**WORK REQUEST**
Lay out everything from the start of the rows down to the line containing "positive clicks: (420, 356)" as a JSON list of strings, one string per line and with blank lines omitted. Leave the pictures out of your answer.

[Records from a dataset]
----
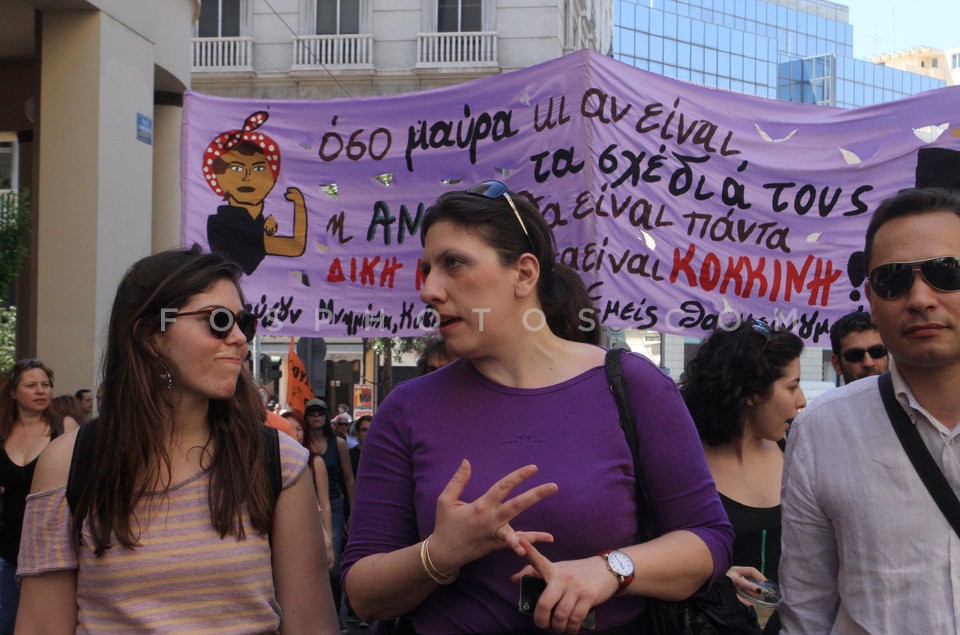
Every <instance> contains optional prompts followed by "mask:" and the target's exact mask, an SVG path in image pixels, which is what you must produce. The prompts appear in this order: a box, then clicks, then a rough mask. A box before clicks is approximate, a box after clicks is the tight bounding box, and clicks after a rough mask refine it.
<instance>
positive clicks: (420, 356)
mask: <svg viewBox="0 0 960 635" xmlns="http://www.w3.org/2000/svg"><path fill="white" fill-rule="evenodd" d="M455 359H456V357H455V356H453V355H451V354H450V351H448V350H447V344H446V343H445V342H444V341H443V338H442V337H440V336H439V335H428V336H426V337H424V338H423V350H422V351H420V357H419V359H417V370H418V371H420V374H421V375H426V374H427V373H432V372H433V371H435V370H437V369H440V368H443V367H444V366H446V365H447V364H449V363H450V362H452V361H453V360H455Z"/></svg>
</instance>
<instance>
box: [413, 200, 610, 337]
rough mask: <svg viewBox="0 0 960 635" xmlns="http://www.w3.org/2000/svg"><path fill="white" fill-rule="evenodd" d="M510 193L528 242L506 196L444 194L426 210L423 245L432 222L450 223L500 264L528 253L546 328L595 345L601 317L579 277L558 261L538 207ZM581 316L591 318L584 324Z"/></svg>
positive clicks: (547, 229)
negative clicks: (486, 250)
mask: <svg viewBox="0 0 960 635" xmlns="http://www.w3.org/2000/svg"><path fill="white" fill-rule="evenodd" d="M508 194H509V196H510V198H511V200H512V201H513V202H514V204H515V205H516V206H517V213H518V214H520V216H521V218H523V224H524V226H525V227H526V228H527V230H528V231H529V234H530V235H529V240H528V238H527V236H526V235H525V234H524V232H523V230H522V229H521V227H520V223H519V222H518V220H517V218H516V216H514V213H513V210H512V209H511V207H510V204H509V203H508V202H507V200H506V198H505V197H503V196H499V197H497V198H487V197H486V196H481V195H478V194H470V193H469V192H447V193H446V194H443V195H441V196H440V198H438V199H437V202H436V203H435V204H434V205H433V206H432V207H430V209H428V210H427V213H426V215H425V216H424V219H423V224H422V226H421V234H420V242H421V244H422V243H423V242H424V240H425V239H426V236H427V232H428V231H430V227H431V226H432V225H433V224H434V223H436V222H438V221H441V220H449V221H451V222H453V223H455V224H456V225H458V226H460V227H466V228H468V229H470V230H471V231H474V232H476V234H477V235H478V236H480V237H481V238H483V239H484V240H485V241H486V242H487V243H488V244H489V245H490V246H491V247H493V248H494V249H495V250H496V251H497V253H498V255H499V258H500V262H501V263H502V264H510V263H514V262H517V260H519V259H520V256H522V255H523V254H524V253H532V254H533V255H534V256H535V257H536V258H537V260H538V261H539V262H540V279H539V280H538V281H537V297H538V299H539V300H540V305H541V308H542V309H543V313H544V315H546V317H547V325H548V326H549V327H550V330H551V331H553V333H554V334H556V335H557V336H559V337H562V338H563V339H567V340H572V341H574V342H587V343H588V344H599V343H600V319H599V316H598V315H597V311H596V309H595V308H594V306H593V301H592V300H591V299H590V295H589V293H588V292H587V288H586V286H585V285H584V284H583V280H581V278H580V275H579V274H578V273H577V272H576V271H574V270H573V269H571V268H570V267H568V266H567V265H564V264H562V263H560V262H557V250H556V243H555V241H554V237H553V232H552V231H551V230H550V226H549V225H547V223H546V221H545V220H543V216H542V215H541V214H540V210H539V209H538V208H537V206H536V204H534V203H533V201H531V200H530V199H529V198H528V197H527V196H524V195H520V194H517V193H514V192H508ZM585 315H586V316H588V317H589V318H590V319H588V320H584V317H585Z"/></svg>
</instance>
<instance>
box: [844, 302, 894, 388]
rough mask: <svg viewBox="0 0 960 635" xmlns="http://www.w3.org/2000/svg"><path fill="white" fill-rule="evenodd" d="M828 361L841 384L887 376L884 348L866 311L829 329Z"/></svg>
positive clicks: (845, 320)
mask: <svg viewBox="0 0 960 635" xmlns="http://www.w3.org/2000/svg"><path fill="white" fill-rule="evenodd" d="M830 346H831V347H832V348H833V355H831V356H830V361H831V363H832V364H833V369H834V370H835V371H837V375H840V376H842V377H843V383H845V384H852V383H853V382H855V381H856V380H858V379H863V378H864V377H871V376H873V375H882V374H883V373H885V372H887V359H888V358H887V347H886V346H884V345H883V341H882V340H881V339H880V331H878V330H877V325H876V324H874V323H873V322H872V321H871V320H870V313H869V312H868V311H854V312H853V313H848V314H846V315H844V316H843V317H842V318H840V319H839V320H837V321H836V322H834V323H833V326H832V327H830Z"/></svg>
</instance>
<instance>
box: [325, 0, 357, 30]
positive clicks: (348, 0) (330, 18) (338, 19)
mask: <svg viewBox="0 0 960 635" xmlns="http://www.w3.org/2000/svg"><path fill="white" fill-rule="evenodd" d="M356 33H360V0H317V35H347V34H356Z"/></svg>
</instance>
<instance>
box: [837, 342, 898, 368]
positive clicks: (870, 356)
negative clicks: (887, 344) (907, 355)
mask: <svg viewBox="0 0 960 635" xmlns="http://www.w3.org/2000/svg"><path fill="white" fill-rule="evenodd" d="M865 355H870V358H871V359H881V358H883V357H886V356H887V347H886V346H884V345H883V344H874V345H873V346H871V347H870V348H848V349H847V350H845V351H844V352H842V353H840V357H842V358H844V359H845V360H847V361H848V362H850V363H851V364H856V363H857V362H862V361H863V358H864V356H865Z"/></svg>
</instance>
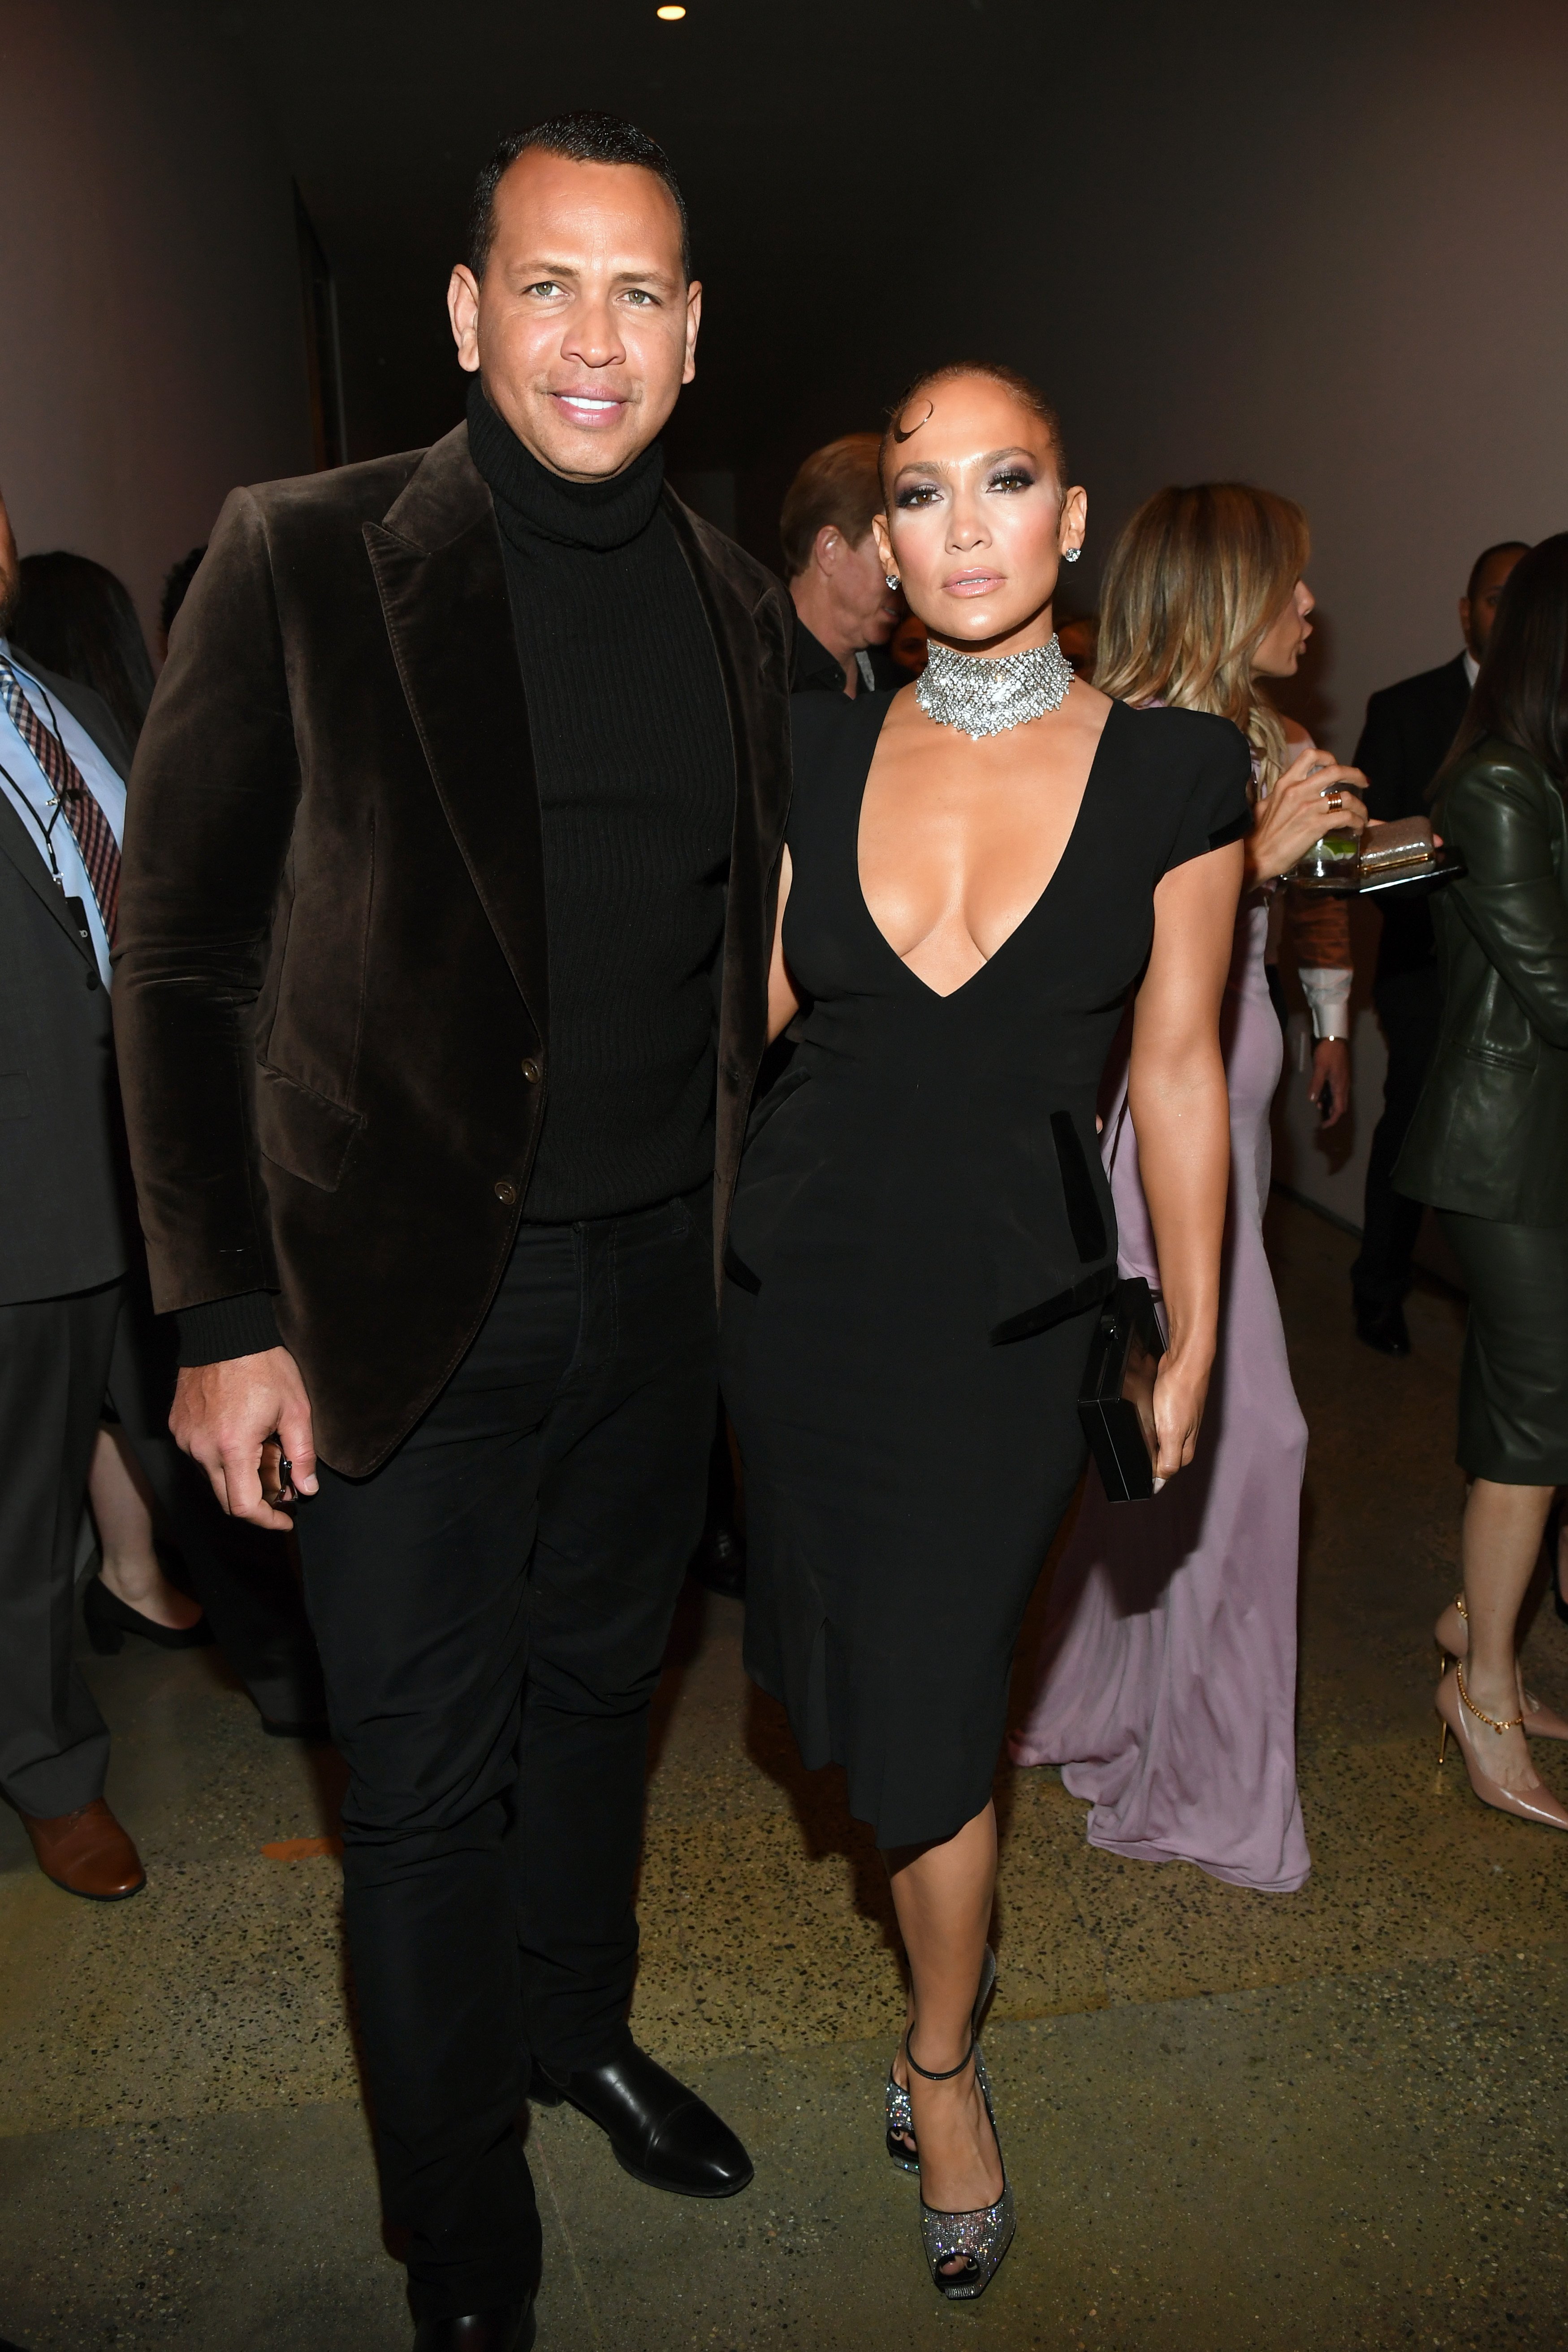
----
**WORKED SOLUTION**
[
  "Every <instance> contains optional prompts followed by \"mask:\" and the target's exact mask, an SVG path in image pixels, which is what you must produce. The prompts appear in this order: a box, then clicks, then a rough mask. A box before clicks is approximate, a box after clicks is the tight bounding box, and clicks after a rough mask refine it.",
  "<instance>",
  "positive clicks: (420, 356)"
]